WRITTEN PROBLEM:
Locate each line in the listing below that contains the word "jacket", and copy those lines.

SUPPLIED MATERIAL:
□ □ □ □
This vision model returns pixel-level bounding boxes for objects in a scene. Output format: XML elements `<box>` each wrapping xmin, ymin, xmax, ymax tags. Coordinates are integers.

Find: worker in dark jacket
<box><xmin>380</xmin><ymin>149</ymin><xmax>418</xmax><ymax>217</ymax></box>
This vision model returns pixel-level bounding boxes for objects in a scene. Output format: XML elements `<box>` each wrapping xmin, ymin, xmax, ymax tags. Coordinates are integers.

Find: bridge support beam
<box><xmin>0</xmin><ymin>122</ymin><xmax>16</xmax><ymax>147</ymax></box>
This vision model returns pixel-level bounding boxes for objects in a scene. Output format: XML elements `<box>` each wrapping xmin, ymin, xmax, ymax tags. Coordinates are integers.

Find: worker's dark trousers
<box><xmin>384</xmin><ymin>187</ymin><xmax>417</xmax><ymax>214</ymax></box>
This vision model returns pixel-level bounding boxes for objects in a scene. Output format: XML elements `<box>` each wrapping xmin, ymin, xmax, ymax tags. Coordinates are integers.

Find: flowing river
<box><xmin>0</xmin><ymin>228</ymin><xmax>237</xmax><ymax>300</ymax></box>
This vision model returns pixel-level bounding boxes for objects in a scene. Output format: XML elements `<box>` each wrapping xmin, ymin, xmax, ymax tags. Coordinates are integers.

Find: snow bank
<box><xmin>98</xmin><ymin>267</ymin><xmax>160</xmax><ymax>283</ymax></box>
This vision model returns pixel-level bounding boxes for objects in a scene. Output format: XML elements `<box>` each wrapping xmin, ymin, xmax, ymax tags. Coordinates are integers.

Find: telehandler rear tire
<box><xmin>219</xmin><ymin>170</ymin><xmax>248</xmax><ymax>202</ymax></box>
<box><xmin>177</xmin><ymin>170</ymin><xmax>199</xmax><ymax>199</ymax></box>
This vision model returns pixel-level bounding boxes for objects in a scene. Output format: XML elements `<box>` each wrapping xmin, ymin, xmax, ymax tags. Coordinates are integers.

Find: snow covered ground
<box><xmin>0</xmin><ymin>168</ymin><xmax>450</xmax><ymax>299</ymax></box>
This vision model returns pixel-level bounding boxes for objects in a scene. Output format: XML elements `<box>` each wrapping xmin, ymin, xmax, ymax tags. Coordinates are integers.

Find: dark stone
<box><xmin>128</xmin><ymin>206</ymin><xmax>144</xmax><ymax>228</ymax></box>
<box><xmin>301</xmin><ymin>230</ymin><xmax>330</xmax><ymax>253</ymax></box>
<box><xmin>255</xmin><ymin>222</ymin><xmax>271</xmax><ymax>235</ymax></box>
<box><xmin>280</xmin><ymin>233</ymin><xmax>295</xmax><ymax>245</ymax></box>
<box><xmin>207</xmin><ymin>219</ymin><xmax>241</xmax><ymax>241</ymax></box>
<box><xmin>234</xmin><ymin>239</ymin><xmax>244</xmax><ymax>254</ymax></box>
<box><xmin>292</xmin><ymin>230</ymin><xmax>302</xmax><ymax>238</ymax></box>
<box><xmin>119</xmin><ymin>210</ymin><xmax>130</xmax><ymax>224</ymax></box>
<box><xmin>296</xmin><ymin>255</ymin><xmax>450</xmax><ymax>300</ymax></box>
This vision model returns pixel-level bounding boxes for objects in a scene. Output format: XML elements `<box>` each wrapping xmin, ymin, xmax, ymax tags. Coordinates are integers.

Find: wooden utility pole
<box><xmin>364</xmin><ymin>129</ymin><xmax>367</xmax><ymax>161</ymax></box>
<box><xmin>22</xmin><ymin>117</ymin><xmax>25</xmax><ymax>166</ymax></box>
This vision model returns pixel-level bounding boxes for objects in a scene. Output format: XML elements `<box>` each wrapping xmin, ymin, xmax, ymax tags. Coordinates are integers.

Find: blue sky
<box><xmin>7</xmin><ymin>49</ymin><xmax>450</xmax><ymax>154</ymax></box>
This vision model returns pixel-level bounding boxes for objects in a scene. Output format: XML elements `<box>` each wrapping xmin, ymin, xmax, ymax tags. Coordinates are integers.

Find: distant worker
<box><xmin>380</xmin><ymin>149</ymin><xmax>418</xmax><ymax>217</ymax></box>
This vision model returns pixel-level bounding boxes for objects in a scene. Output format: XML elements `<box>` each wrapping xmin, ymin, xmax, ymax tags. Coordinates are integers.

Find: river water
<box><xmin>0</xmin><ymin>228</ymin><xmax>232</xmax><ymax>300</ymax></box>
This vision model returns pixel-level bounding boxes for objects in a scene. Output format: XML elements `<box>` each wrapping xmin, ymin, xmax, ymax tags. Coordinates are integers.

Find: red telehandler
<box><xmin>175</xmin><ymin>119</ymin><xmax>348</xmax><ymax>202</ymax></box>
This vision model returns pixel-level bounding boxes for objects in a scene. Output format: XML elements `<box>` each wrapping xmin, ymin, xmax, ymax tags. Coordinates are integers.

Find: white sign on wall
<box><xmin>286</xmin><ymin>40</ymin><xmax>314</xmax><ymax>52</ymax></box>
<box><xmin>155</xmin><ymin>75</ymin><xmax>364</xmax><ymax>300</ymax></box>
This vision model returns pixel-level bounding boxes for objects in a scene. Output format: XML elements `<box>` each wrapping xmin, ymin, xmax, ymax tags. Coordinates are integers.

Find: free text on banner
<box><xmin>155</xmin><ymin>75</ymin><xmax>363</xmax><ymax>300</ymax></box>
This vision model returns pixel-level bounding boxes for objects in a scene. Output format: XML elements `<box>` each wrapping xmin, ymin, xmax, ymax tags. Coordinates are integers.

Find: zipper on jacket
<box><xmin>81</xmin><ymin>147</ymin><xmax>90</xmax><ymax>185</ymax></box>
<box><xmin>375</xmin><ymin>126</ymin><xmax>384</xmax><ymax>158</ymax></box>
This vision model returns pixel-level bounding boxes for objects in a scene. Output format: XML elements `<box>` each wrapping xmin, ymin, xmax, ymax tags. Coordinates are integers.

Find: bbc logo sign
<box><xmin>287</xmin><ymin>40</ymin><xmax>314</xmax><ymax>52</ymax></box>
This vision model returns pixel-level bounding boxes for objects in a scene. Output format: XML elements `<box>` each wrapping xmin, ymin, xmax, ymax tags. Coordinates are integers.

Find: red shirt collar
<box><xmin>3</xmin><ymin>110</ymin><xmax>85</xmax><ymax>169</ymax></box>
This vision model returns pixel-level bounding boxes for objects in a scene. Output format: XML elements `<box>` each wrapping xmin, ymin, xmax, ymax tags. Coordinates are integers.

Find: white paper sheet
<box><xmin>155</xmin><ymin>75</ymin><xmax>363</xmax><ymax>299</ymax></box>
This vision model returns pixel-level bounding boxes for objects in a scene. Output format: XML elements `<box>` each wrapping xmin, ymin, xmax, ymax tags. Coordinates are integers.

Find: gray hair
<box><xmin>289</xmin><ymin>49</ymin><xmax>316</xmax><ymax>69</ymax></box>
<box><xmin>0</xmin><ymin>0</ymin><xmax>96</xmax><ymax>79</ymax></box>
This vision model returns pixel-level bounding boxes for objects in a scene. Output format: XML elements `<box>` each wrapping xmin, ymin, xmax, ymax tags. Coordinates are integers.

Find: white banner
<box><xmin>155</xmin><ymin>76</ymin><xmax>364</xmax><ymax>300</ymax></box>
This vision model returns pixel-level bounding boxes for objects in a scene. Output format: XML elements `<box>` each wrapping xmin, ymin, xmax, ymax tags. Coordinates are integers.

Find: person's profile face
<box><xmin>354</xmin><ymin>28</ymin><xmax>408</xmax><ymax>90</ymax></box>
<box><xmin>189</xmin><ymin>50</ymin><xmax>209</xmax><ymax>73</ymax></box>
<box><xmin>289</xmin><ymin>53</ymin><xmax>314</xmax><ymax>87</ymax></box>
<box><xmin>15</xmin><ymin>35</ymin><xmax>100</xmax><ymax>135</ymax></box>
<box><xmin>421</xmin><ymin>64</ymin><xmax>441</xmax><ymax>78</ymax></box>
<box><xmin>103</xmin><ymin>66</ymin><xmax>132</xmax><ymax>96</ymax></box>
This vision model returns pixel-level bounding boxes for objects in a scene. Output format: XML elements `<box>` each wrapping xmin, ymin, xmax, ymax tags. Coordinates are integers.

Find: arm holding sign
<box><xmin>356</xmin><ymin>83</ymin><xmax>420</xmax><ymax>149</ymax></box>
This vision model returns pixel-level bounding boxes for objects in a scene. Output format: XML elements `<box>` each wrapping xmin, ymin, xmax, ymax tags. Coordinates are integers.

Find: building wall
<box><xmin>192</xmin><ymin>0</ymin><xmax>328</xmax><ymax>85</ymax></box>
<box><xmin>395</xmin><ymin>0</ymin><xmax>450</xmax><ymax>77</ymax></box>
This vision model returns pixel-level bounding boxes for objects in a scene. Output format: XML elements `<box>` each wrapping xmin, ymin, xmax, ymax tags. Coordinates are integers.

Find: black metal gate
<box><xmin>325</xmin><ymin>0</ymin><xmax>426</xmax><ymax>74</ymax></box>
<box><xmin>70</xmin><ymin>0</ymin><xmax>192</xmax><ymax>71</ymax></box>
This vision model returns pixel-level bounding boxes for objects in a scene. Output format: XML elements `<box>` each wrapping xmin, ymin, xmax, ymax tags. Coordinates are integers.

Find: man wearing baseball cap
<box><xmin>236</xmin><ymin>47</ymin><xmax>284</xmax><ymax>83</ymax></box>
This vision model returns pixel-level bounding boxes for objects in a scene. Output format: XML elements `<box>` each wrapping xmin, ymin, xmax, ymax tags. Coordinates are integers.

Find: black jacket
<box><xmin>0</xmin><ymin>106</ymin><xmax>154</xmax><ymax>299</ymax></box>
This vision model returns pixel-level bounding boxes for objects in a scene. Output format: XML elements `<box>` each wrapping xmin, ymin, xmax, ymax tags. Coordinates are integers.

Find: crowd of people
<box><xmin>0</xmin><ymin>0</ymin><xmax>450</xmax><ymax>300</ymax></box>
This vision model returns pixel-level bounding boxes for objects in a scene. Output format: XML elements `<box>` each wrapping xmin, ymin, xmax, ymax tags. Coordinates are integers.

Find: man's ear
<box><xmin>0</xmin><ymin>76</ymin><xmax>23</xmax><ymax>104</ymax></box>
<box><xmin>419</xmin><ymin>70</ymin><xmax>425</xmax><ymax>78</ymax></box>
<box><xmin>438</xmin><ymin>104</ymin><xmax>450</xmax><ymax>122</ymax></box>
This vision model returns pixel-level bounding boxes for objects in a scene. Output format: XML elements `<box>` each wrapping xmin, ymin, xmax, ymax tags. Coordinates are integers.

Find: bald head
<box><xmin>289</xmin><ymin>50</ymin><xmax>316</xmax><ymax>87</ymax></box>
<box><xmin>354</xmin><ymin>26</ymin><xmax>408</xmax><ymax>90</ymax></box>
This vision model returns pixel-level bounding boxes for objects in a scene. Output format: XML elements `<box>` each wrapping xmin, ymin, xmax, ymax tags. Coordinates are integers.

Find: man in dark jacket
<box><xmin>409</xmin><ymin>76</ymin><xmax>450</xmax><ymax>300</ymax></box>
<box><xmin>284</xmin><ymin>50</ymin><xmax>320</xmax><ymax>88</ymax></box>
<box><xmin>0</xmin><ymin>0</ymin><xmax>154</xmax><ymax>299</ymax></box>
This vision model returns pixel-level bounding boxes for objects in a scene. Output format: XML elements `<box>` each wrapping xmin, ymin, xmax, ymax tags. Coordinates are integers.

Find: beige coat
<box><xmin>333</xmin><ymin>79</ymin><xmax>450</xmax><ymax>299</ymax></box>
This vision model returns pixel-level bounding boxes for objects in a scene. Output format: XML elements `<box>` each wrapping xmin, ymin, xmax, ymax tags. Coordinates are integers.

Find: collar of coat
□ □ □ □
EXERCISE OUTPUT:
Find: worker in dark jacket
Find: zipper on jacket
Find: black jacket
Find: man in dark jacket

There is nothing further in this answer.